ASSIGNMENT: In the Heinrich Blasius passage below, write out the stretch starting with "Heinrich Blasius provided" and going on through "24 April 1970.", keeping every word and punctuation mark unchanged.

Paul Richard Heinrich Blasius (9 August 1883 – 24 April 1970) was a German physicist who specialized in fluid dynamics. He was the first PhD student of Ludwig Prandtl.

Heinrich Blasius provided a mathematical basis for boundary-layer drag but also showed as early as 1911 that the resistance to flow through smooth pipes could be expressed in terms of the Reynolds number for both laminar and turbulent flow. After six years in science he changed to Ingenieurschule Hamburg (today: University of Applied Sciences Hamburg) and became a Professor. On 1 April 1962 Heinrich Blasius celebrated his 50th anniversary in teaching. He was active in his field until he died on 24 April 1970.

RECORDS SUPPLIED:
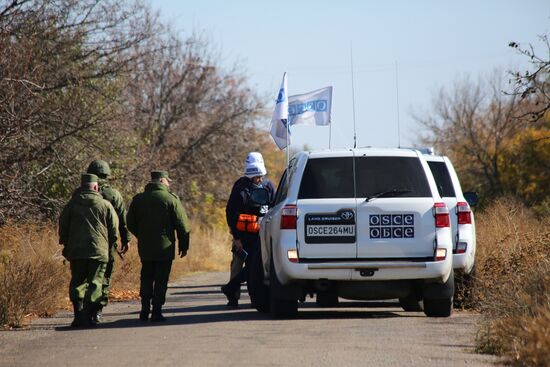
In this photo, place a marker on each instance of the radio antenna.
(397, 98)
(353, 96)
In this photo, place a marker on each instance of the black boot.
(157, 314)
(96, 316)
(232, 301)
(77, 310)
(87, 315)
(145, 309)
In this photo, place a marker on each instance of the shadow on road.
(218, 312)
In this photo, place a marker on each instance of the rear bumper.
(464, 262)
(437, 271)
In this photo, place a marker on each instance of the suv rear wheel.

YOUR SOLUTION:
Heinrich Blasius provided a mathematical basis for boundary-layer drag but also showed as early as 1911 that the resistance to flow through smooth pipes could be expressed in terms of the Reynolds number for both laminar and turbulent flow. After six years in science he changed to Ingenieurschule Hamburg (today: University of Applied Sciences Hamburg) and became a Professor. On 1 April 1962 Heinrich Blasius celebrated his 50th anniversary in teaching. He was active in his field until he died on 24 April 1970.